**TRY IT:** Your response should contain each line of the data that includes "teeth".
• • • •
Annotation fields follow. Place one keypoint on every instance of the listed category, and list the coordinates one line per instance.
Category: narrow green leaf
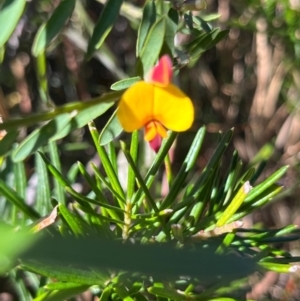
(166, 293)
(186, 167)
(12, 244)
(171, 30)
(134, 148)
(10, 13)
(153, 44)
(14, 198)
(61, 285)
(149, 17)
(65, 273)
(106, 21)
(152, 172)
(276, 267)
(105, 296)
(106, 183)
(122, 292)
(43, 194)
(107, 165)
(55, 160)
(112, 129)
(234, 204)
(48, 31)
(7, 141)
(139, 178)
(62, 295)
(213, 162)
(256, 191)
(72, 221)
(124, 83)
(98, 103)
(103, 253)
(40, 136)
(20, 179)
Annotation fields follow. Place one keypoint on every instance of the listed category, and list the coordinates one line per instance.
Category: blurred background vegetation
(249, 81)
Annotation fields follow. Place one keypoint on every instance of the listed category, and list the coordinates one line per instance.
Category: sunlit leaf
(10, 13)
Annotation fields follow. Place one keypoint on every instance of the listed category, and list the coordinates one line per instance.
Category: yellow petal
(154, 128)
(136, 106)
(173, 108)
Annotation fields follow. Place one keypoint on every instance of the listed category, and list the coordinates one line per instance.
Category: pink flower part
(161, 74)
(155, 144)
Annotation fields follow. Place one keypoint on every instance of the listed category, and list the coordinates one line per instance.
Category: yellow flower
(156, 104)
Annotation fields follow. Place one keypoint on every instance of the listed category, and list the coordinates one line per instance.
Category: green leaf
(125, 83)
(55, 160)
(213, 162)
(14, 198)
(101, 253)
(186, 167)
(43, 193)
(259, 189)
(234, 204)
(153, 44)
(10, 13)
(12, 244)
(149, 17)
(171, 30)
(99, 104)
(75, 224)
(104, 25)
(210, 40)
(65, 273)
(48, 31)
(167, 293)
(7, 141)
(40, 137)
(63, 294)
(112, 129)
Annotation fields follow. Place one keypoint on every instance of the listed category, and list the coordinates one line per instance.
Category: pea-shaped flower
(156, 104)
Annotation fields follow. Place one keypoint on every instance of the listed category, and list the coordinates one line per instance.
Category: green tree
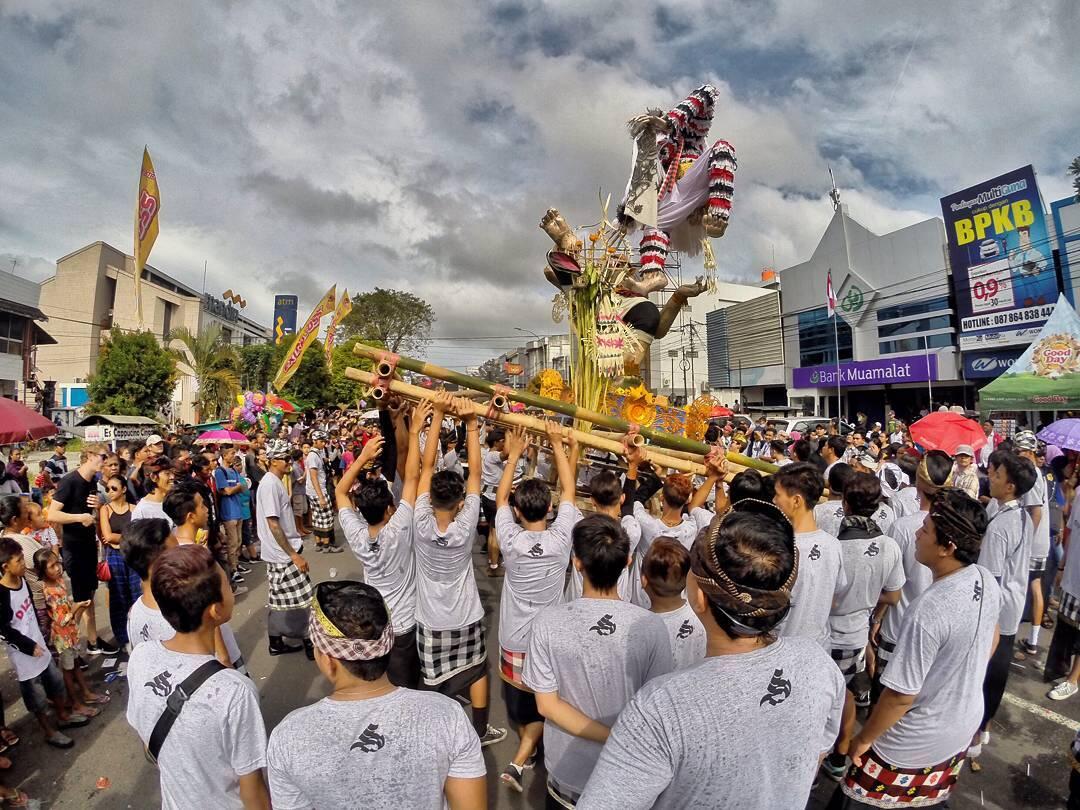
(256, 366)
(397, 320)
(135, 376)
(310, 387)
(213, 363)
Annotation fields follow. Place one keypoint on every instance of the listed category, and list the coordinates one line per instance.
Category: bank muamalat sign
(904, 368)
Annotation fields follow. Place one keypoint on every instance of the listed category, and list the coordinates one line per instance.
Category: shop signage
(987, 365)
(903, 368)
(1002, 269)
(219, 309)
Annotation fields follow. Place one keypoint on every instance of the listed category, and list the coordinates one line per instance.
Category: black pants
(997, 676)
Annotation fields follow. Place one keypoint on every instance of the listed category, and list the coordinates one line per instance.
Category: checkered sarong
(322, 520)
(877, 783)
(446, 652)
(851, 662)
(289, 588)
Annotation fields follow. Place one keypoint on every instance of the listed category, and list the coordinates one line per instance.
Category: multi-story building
(93, 292)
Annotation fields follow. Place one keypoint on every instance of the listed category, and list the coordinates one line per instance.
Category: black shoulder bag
(175, 702)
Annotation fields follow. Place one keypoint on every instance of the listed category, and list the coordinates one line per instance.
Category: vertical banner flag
(343, 309)
(304, 338)
(147, 206)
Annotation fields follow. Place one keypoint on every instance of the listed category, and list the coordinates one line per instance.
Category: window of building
(915, 343)
(818, 342)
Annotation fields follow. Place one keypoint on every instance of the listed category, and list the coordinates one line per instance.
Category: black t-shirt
(72, 493)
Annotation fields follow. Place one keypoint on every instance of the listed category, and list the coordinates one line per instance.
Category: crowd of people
(851, 617)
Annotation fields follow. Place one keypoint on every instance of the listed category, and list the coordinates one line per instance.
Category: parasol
(944, 430)
(21, 423)
(221, 436)
(1065, 433)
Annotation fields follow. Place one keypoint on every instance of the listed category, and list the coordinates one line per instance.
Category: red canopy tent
(18, 423)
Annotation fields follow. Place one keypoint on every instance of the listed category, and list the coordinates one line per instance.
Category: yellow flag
(147, 207)
(345, 307)
(304, 338)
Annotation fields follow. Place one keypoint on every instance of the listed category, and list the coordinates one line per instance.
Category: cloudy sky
(417, 146)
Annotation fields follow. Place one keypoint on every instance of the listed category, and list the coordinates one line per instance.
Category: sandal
(15, 798)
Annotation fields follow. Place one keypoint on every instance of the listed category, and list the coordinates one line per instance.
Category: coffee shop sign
(219, 309)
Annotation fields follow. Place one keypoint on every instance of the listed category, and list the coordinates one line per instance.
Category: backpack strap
(175, 702)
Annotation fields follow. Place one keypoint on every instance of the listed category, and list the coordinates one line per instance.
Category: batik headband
(332, 642)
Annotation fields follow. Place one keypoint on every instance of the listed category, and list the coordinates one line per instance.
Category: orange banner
(304, 338)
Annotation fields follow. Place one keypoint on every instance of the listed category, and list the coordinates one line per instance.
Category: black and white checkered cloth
(289, 588)
(322, 518)
(446, 652)
(851, 662)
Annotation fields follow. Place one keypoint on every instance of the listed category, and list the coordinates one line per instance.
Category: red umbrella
(21, 423)
(946, 431)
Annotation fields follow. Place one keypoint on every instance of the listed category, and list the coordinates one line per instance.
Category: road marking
(1041, 712)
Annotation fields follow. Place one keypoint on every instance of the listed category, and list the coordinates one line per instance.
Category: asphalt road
(1025, 766)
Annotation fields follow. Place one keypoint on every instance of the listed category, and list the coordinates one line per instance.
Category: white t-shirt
(918, 576)
(216, 739)
(314, 461)
(941, 657)
(389, 565)
(686, 634)
(393, 751)
(146, 509)
(1037, 497)
(446, 595)
(873, 565)
(271, 500)
(595, 653)
(821, 580)
(25, 620)
(1006, 553)
(536, 568)
(770, 713)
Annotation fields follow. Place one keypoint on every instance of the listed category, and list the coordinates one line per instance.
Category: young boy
(663, 578)
(370, 744)
(586, 658)
(822, 578)
(215, 751)
(536, 557)
(29, 656)
(449, 616)
(381, 538)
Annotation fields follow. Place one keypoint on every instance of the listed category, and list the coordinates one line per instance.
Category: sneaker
(835, 766)
(493, 736)
(512, 778)
(1063, 690)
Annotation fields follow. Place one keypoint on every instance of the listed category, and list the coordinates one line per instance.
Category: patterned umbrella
(1065, 433)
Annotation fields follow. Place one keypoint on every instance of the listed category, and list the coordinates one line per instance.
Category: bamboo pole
(531, 423)
(659, 439)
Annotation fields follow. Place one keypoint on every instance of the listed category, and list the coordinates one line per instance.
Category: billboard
(1002, 267)
(284, 316)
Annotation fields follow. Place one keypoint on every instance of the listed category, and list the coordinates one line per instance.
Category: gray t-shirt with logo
(941, 657)
(536, 568)
(389, 564)
(595, 653)
(686, 634)
(1006, 552)
(393, 751)
(736, 731)
(821, 580)
(873, 565)
(918, 576)
(217, 738)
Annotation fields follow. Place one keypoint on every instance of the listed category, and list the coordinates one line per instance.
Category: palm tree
(213, 363)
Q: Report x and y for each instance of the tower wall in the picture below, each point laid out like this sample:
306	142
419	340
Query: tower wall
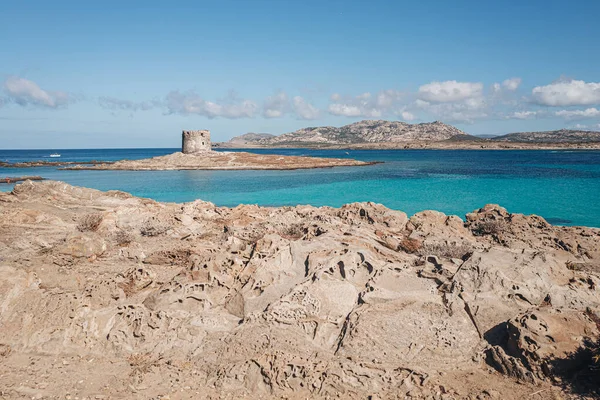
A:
195	141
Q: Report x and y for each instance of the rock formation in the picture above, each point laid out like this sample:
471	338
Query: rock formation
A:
368	131
193	142
105	295
221	160
376	134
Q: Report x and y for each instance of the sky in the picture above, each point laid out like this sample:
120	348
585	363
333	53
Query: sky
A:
115	74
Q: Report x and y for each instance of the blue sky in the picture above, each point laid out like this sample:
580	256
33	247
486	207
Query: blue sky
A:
79	74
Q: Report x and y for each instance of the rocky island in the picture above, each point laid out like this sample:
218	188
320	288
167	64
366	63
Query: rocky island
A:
380	134
106	295
197	154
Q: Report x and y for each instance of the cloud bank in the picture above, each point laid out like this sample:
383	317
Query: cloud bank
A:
27	93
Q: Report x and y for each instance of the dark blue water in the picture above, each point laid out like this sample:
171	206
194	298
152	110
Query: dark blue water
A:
562	186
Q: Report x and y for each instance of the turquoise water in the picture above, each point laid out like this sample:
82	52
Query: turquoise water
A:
562	186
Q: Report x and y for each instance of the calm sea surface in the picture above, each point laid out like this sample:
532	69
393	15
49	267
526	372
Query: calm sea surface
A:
561	186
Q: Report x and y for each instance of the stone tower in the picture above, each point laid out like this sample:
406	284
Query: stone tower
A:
193	142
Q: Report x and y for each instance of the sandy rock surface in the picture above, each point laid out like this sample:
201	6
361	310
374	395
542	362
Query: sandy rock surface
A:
105	295
223	160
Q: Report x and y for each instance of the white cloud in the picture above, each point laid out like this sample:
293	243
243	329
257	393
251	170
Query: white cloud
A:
511	84
523	115
365	105
25	92
192	103
304	110
466	110
407	116
449	91
112	103
387	98
275	106
344	110
579	114
567	93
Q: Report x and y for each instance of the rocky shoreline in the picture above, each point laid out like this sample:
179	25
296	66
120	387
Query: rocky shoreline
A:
106	295
213	160
424	145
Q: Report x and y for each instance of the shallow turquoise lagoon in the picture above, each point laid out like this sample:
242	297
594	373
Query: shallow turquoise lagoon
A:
561	186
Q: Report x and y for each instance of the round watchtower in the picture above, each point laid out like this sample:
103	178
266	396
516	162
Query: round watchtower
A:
193	142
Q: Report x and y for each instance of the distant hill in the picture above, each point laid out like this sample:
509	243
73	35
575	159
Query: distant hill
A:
559	136
368	131
250	137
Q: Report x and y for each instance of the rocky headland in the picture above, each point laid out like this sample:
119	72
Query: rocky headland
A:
106	295
379	134
220	160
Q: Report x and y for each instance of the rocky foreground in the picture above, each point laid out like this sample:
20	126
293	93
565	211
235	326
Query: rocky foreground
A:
105	295
214	160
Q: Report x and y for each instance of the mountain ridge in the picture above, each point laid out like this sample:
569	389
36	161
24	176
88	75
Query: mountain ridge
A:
398	134
366	131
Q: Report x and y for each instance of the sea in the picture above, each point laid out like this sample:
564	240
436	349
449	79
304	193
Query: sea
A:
561	186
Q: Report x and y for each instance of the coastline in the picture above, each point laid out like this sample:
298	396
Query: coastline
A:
141	290
420	146
213	160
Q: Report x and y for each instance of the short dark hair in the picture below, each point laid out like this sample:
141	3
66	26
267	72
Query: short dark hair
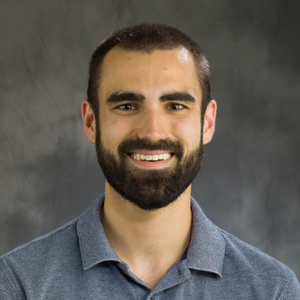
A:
147	37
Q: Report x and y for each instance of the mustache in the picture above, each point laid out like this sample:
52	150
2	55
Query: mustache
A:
129	145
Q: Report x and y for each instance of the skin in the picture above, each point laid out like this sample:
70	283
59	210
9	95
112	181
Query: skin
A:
150	242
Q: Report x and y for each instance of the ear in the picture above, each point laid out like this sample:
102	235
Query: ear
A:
209	121
89	121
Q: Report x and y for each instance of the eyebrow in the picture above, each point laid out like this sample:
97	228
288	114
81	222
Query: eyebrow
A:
177	96
118	97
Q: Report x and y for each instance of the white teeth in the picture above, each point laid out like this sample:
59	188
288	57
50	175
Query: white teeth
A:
155	157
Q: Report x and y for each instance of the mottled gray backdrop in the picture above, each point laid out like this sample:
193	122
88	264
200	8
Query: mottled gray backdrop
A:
249	183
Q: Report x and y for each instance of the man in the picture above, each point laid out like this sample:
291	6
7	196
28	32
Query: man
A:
149	112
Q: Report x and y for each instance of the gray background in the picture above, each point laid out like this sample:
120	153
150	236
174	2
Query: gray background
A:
249	183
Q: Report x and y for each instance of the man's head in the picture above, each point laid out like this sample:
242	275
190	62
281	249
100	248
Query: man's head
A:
147	37
148	128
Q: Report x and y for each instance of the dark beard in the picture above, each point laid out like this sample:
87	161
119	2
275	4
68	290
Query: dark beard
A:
149	189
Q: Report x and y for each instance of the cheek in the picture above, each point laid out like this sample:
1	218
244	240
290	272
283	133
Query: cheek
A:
188	131
113	132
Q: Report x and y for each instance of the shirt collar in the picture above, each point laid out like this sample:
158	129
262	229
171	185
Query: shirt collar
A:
207	246
205	252
93	243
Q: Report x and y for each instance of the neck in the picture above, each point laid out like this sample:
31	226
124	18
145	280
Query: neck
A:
150	242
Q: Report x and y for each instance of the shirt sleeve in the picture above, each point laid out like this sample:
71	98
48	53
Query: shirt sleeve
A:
291	290
9	287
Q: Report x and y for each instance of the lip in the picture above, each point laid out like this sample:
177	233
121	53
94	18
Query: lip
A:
151	164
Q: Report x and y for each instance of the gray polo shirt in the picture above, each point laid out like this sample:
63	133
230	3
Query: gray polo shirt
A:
76	261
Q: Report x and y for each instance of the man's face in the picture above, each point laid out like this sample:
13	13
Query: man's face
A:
149	131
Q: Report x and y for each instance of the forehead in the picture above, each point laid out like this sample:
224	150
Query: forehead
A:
158	70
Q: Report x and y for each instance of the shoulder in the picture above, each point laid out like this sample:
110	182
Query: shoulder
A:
250	265
27	263
45	243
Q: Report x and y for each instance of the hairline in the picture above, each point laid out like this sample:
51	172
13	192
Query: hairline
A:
128	49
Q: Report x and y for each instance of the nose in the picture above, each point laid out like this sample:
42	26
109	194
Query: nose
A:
152	125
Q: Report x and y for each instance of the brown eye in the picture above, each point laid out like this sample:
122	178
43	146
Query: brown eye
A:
175	107
126	107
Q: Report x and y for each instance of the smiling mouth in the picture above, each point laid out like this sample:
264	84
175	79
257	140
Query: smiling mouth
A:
153	157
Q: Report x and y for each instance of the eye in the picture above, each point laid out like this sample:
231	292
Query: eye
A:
175	106
126	107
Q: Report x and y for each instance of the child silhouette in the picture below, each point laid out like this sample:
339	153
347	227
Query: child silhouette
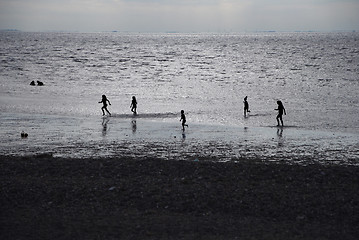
• • • •
**ANSWER FOR THIS EXERCISE:**
Q: Report x and y for each instance of the white teeth in the picture above, each point laid out like this sample:
Query: white teeth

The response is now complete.